*** Opening of TEXT EXCERPT ***

AME Publishes White Paper with "Marshall Plan" for Post-Pandemic Manufacturing
The white paper argues that reshoring or nearshoring, digitalization and increased workforce development measures will be necessary for manufacturing after the pandemic.
To help manufacturers successfully navigate the post-pandemic economy, the Association for Manufacturing Excellence (AME) has released a white paper titled “A Manufacturing Marshall Plan.” The paper is intended to map out how companies can prevent post-pandemic supply chain disruptions, advance their manufacturing productivity and reskill their workforces. In the paper, AME advocates for reshoring, nearshoring and what it calls “leanshoring” together with an increased focus on Industry 4.0 innovations and enhanced educational and training offerings to create a stronger workforce.
According to the white paper, the coronavirus pandemic is taxing the efficiency and cost benefits of a globalized supply chain system. It recommends that a switch to a more robust domestic supply chain and advanced manufacturing base could reduce the dependence on the increasingly fractured global supply system. Offshored supply chains cause long-distance transportation, increased communications obstacles, unpredictable delivery times resulting in the loss of manufacturing capacities and increased environmental pollution. Consequently, a trend known as reshoring or nearshoring — moving supply chain production to domestic or nearly domestic facilities — is gaining acceptance.
In response to current and future demands, and to avoid future supply chain disruptions and takeovers from global competitors, the white paper calls for a “supply chain renaissance.” To do this, manufacturers will have to implement new operational strategies and technologies, and the white paper discusses several resources for the establishment of these redeveloped domestic supply chains.
The establishment of these new domestic supply chains, however, means that manufacturers must increase productivity, efficiency, speed and quality to maintain competitiveness, all of which requires the digitalization of production, the white paper argues. Unfortunately, the process of digitalization creates additional demands for new skilled jobs.

*** Close of TEXT EXCERPT ***
*** Opening of RECORDS SUPPLIED ***

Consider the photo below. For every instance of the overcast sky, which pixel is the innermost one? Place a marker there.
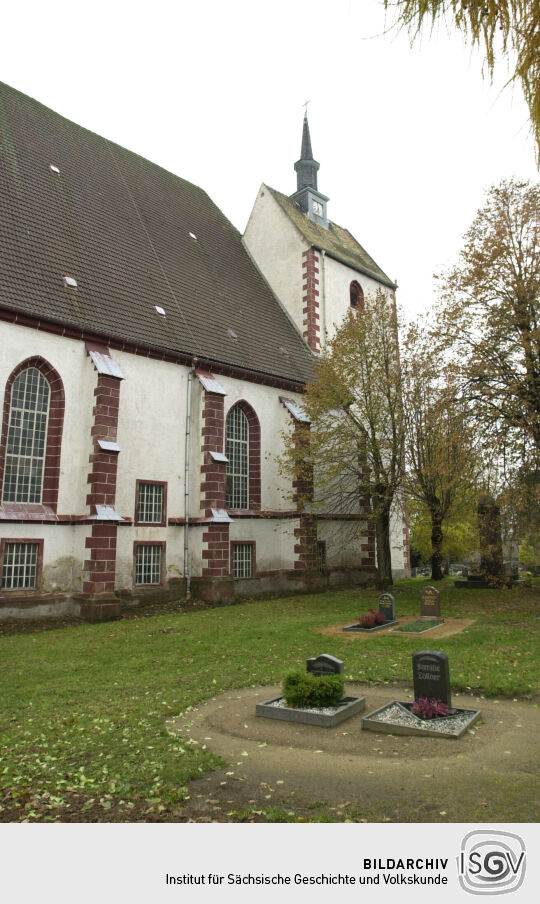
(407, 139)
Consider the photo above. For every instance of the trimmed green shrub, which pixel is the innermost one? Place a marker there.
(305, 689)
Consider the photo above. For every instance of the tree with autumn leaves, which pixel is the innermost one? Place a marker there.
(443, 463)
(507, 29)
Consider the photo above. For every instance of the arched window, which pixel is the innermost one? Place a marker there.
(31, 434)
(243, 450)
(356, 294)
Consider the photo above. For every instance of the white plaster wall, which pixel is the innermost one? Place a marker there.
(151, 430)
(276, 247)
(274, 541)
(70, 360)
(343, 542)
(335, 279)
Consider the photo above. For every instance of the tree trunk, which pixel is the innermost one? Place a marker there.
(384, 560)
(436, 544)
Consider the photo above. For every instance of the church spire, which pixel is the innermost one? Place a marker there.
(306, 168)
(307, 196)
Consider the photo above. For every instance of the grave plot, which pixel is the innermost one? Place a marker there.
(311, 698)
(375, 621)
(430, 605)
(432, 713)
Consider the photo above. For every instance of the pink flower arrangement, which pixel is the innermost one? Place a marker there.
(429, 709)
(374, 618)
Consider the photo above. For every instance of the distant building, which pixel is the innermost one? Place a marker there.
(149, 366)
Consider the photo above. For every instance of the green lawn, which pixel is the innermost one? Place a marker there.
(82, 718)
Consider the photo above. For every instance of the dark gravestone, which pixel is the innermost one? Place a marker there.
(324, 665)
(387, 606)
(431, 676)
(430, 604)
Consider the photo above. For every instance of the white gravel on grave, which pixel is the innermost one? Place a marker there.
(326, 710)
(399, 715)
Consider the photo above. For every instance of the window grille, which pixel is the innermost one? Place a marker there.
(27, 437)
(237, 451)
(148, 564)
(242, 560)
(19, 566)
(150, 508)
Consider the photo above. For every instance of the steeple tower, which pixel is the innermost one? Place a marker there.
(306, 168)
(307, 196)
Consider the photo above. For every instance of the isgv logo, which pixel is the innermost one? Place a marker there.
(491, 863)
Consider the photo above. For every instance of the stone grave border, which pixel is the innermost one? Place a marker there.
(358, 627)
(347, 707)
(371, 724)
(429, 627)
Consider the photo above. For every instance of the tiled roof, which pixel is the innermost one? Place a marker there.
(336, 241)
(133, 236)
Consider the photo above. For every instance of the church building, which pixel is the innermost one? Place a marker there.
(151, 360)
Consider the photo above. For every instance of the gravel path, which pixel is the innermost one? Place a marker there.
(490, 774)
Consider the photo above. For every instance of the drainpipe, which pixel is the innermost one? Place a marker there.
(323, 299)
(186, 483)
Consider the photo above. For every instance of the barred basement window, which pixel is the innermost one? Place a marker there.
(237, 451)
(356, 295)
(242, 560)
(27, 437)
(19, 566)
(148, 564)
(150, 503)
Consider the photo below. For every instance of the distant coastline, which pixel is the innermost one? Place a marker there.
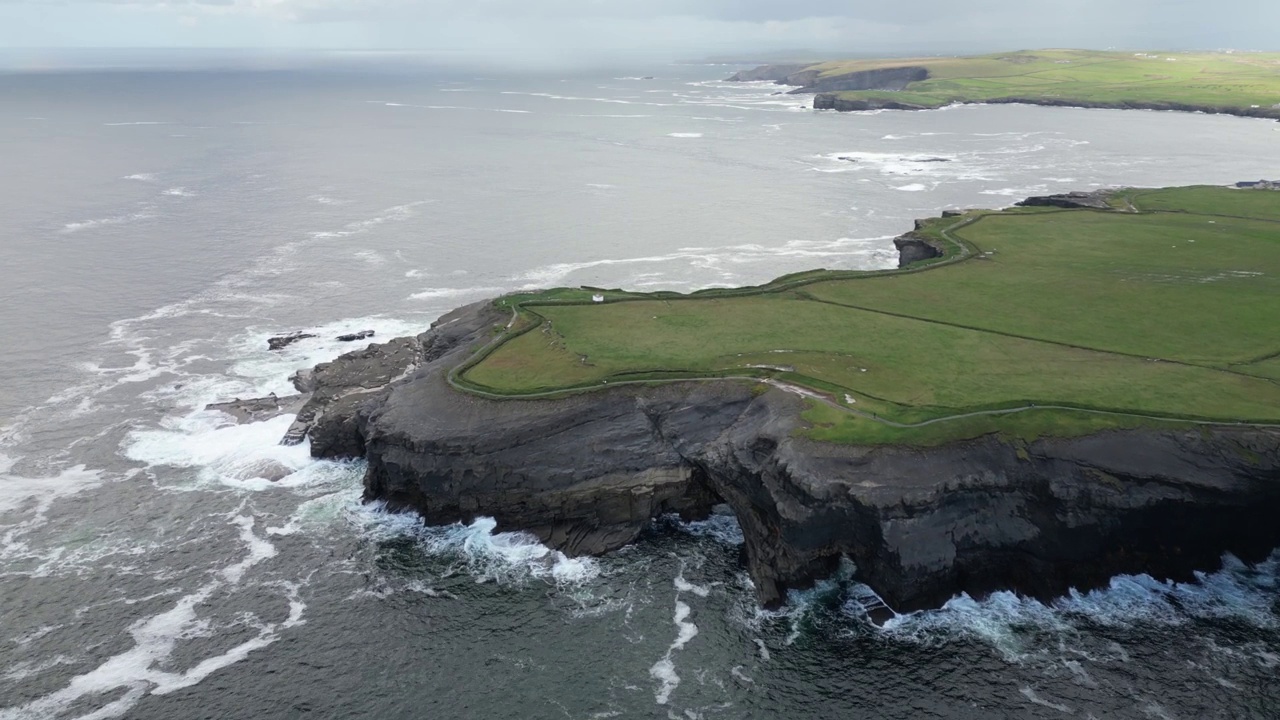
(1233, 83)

*** Close of RECORDS SUPPLIED ***

> [EXERCISE SET]:
- a) Copy the AME article word for word, starting with "To help manufacturers" and going on through "a stronger workforce.".
- b) List every problem that the AME article says offshored supply chains cause.
- c) Decide whether each statement agrees with the AME article. For each, answer yes or no and quote the words of the article that decide it.
(i) The white paper was released by the Association for Manufacturing Excellence.
(ii) The white paper says digitalization lowers the demand for skilled jobs.
(iii) The white paper calls for a "supply chain renaissance."
The records play no role in this work.

> [SOLUTIONS TO THE PROBLEMS]:
- a)
To help manufacturers successfully navigate the post-pandemic economy, the Association for Manufacturing Excellence (AME) has released a white paper titled “A Manufacturing Marshall Plan.” The paper is intended to map out how companies can prevent post-pandemic supply chain disruptions, advance their manufacturing productivity and reskill their workforces. In the paper, AME advocates for reshoring, nearshoring and what it calls “leanshoring” together with an increased focus on Industry 4.0 innovations and enhanced educational and training offerings to create a stronger workforce.

- b)
- long-distance transportation
- increased communications obstacles
- unpredictable delivery times resulting in the loss of manufacturing capacities
- increased environmental pollution

- c)
(i) Yes: "the Association for Manufacturing Excellence (AME) has released a white paper titled “A Manufacturing Marshall Plan.”"
(ii) No: "the process of digitalization creates additional demands for new skilled jobs."
(iii) Yes: "the white paper calls for a “supply chain renaissance.”"